Aim: Recast the listing, from its first line through the line containing "List every instance of the red", as a Markdown table with the columns Row and Line. Give each line its own numbered row and omit any blank lines.
■ ■ ■ ■ ■
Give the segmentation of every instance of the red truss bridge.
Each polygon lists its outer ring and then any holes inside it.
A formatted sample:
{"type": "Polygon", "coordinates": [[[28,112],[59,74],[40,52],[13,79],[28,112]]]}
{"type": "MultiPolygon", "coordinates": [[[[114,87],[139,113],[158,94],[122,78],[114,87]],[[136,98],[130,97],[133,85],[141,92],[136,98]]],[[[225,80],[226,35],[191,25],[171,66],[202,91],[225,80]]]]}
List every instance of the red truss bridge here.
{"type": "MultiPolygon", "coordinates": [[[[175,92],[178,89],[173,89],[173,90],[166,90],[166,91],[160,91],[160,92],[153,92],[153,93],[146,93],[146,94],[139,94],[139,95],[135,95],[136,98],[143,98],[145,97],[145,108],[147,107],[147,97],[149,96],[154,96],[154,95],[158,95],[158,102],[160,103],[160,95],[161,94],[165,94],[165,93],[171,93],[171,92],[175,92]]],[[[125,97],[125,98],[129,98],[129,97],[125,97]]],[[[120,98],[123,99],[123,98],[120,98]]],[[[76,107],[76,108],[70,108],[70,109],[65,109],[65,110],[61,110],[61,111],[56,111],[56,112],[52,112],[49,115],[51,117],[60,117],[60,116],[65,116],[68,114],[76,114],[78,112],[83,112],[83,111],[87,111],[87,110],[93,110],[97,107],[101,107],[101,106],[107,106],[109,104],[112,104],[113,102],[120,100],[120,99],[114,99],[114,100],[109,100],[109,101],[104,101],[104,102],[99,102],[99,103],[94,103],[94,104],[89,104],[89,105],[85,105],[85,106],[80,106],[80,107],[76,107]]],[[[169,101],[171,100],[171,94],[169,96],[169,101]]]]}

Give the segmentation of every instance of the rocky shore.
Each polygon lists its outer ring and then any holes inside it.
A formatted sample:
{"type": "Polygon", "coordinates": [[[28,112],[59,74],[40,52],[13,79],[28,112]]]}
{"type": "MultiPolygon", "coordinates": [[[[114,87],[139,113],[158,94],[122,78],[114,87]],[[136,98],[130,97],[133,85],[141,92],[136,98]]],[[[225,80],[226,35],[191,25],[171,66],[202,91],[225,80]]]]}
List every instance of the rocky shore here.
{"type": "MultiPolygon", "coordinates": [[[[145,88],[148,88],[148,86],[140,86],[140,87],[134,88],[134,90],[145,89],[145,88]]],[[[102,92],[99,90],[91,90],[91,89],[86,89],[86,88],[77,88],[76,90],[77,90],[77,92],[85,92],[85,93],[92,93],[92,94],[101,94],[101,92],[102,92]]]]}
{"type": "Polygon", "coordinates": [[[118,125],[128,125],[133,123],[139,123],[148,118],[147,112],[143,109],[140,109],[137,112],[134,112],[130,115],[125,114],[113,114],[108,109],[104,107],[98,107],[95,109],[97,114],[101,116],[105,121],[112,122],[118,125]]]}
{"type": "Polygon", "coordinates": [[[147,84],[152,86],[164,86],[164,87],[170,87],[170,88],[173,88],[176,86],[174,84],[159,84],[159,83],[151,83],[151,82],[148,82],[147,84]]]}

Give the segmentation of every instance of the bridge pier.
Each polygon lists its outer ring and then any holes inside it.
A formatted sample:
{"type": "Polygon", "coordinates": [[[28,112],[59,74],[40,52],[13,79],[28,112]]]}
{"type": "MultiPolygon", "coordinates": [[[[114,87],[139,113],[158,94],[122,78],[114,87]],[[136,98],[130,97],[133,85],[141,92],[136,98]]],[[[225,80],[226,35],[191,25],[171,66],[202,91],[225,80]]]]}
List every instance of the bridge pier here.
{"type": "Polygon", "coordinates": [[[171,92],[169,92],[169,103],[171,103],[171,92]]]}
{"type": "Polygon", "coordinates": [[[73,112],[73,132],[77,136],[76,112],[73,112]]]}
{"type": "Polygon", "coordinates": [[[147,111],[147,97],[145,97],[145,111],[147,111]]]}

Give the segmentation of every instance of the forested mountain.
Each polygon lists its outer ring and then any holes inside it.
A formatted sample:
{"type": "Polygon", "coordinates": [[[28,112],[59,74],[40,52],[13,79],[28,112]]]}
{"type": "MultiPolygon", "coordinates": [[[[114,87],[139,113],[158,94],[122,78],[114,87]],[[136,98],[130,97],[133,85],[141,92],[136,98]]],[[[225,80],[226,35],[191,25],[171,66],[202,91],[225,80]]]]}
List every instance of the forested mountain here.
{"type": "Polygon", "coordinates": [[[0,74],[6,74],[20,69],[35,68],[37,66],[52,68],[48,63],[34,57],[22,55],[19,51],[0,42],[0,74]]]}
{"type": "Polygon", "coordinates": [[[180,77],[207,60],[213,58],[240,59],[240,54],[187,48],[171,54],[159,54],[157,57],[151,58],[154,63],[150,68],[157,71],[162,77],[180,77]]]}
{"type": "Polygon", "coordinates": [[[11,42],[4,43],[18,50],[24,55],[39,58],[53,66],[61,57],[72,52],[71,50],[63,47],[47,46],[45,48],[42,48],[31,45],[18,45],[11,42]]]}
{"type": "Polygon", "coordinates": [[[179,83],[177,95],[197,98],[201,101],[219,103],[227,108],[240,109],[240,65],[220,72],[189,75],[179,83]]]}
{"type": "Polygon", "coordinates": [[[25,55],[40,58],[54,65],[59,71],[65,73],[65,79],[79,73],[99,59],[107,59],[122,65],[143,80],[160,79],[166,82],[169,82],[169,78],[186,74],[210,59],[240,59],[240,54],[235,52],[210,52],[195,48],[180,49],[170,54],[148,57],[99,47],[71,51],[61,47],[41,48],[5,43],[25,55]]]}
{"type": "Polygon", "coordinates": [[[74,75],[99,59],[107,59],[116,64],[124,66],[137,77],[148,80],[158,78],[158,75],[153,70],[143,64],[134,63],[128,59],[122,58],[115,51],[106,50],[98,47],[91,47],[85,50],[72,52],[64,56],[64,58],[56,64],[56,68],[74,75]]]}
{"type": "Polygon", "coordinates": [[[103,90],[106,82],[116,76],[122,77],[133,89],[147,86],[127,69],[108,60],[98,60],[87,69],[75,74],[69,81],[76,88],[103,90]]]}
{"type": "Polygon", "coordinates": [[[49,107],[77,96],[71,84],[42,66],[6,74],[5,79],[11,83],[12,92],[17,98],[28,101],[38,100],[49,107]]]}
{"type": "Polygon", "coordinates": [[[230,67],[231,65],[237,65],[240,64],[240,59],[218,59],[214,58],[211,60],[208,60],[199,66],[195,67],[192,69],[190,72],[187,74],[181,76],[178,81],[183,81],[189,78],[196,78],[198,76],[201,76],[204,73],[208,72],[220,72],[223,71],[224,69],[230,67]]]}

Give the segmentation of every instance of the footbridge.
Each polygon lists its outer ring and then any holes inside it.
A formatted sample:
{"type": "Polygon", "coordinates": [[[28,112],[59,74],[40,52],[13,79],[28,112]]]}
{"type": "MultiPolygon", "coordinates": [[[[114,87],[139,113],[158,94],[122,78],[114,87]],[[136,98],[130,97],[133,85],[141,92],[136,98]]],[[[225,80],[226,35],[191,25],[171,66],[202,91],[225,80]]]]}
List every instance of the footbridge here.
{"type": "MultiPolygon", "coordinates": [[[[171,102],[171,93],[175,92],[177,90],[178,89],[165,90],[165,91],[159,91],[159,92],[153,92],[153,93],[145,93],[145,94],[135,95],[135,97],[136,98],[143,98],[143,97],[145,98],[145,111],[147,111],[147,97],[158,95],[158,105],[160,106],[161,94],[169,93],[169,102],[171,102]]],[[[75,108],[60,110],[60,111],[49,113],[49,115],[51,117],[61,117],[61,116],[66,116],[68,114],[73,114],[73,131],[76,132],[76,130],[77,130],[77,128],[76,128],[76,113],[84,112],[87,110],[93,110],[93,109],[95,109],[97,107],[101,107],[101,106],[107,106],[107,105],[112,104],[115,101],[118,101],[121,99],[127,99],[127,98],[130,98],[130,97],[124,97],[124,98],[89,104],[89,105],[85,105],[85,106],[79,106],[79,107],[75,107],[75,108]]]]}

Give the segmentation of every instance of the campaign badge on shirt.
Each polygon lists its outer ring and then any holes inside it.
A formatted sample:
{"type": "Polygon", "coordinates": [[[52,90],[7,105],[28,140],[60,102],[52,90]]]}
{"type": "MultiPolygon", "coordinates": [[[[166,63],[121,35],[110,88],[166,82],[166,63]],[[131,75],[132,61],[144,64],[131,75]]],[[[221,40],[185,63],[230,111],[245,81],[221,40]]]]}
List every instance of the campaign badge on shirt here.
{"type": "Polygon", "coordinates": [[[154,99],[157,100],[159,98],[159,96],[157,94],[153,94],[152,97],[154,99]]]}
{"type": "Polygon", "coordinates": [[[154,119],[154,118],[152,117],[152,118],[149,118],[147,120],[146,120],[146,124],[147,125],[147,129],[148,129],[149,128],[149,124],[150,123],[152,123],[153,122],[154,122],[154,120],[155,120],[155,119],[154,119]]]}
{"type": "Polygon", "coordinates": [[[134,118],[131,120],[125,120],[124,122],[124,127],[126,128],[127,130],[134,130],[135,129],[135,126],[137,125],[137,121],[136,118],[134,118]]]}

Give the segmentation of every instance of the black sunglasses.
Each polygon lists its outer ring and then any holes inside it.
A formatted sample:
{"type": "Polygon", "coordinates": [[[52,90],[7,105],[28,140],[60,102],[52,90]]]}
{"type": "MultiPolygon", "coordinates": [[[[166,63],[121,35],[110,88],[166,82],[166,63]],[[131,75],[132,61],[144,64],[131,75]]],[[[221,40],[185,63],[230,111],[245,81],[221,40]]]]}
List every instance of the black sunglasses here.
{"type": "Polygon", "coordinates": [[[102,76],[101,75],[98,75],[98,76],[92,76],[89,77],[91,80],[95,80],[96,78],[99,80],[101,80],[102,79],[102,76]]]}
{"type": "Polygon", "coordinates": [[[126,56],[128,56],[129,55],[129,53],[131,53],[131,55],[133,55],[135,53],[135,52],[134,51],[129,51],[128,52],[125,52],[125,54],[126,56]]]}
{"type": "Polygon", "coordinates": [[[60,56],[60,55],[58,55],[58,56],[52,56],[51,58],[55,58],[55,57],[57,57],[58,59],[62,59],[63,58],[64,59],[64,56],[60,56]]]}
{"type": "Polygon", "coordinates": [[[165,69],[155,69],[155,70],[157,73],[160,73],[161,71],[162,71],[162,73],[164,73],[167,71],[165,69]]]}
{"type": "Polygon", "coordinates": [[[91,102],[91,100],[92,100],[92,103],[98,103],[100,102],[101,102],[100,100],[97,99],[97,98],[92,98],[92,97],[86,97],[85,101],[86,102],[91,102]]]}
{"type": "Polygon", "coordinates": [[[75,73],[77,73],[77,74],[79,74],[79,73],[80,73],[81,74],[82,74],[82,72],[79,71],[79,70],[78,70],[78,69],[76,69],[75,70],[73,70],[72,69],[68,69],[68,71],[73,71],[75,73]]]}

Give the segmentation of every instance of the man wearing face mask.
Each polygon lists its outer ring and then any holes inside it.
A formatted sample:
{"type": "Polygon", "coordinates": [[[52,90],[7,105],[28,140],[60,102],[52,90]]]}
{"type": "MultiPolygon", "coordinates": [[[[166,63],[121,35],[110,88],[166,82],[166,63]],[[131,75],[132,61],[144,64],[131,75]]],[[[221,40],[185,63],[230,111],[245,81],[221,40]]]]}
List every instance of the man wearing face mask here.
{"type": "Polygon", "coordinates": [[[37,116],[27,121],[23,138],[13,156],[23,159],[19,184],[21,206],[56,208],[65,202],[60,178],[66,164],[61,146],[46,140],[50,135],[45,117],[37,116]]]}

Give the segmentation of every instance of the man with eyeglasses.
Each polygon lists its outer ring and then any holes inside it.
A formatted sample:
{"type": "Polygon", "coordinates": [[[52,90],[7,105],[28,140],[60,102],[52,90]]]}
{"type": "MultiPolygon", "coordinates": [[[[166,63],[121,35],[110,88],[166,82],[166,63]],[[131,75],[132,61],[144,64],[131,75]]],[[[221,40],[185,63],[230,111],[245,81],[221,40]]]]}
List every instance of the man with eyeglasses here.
■ ■ ■ ■ ■
Solution for this exercise:
| Row | Line |
|---|---|
| 1 | Give the segmentation of every instance of the red truss bridge. |
| 2 | Each polygon lists its outer ring and then any holes inside it. |
| 3 | A formatted sample: |
| 4 | {"type": "Polygon", "coordinates": [[[28,112],[59,74],[40,52],[13,79],[28,112]]]} |
| 5 | {"type": "MultiPolygon", "coordinates": [[[[114,87],[139,113],[158,94],[122,78],[114,87]],[[136,98],[130,97],[133,85],[141,92],[136,98]]],[[[225,80],[226,35],[191,25],[171,66],[202,91],[225,80]]]]} |
| 6 | List every instance of the red truss bridge here. |